Reproduce the records below word for word, every line included.

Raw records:
________________
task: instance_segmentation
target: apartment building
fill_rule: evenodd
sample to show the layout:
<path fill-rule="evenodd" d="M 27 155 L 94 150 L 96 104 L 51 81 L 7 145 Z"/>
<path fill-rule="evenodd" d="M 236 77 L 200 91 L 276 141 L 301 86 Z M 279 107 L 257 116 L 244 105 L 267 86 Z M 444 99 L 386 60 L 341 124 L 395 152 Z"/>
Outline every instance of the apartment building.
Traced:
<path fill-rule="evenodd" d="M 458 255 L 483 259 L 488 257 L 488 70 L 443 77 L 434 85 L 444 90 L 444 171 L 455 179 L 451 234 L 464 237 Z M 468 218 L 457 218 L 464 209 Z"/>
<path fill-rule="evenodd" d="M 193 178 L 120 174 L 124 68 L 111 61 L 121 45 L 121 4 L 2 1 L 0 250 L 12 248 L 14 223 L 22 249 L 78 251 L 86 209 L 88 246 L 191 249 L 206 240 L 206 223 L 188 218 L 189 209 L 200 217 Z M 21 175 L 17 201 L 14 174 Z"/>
________________
▶ **SOLUTION**:
task: instance_segmentation
target: apartment building
fill_rule: evenodd
sample to show the layout:
<path fill-rule="evenodd" d="M 27 155 L 94 150 L 96 104 L 51 81 L 7 145 Z"/>
<path fill-rule="evenodd" d="M 236 77 L 200 91 L 276 141 L 301 86 Z M 279 107 L 257 116 L 244 105 L 267 86 Z M 444 99 L 386 60 L 341 124 L 395 152 Z"/>
Outline every instance of the apartment building.
Traced:
<path fill-rule="evenodd" d="M 458 255 L 483 259 L 488 257 L 488 70 L 443 77 L 434 85 L 444 90 L 444 171 L 455 179 L 451 234 L 464 237 Z M 468 218 L 457 218 L 464 209 Z"/>
<path fill-rule="evenodd" d="M 193 178 L 120 174 L 124 68 L 111 61 L 121 45 L 121 4 L 2 1 L 0 250 L 12 248 L 14 223 L 22 249 L 78 251 L 86 209 L 88 246 L 191 249 L 206 240 L 206 223 L 188 218 L 189 209 L 200 217 Z M 21 175 L 17 201 L 14 174 Z"/>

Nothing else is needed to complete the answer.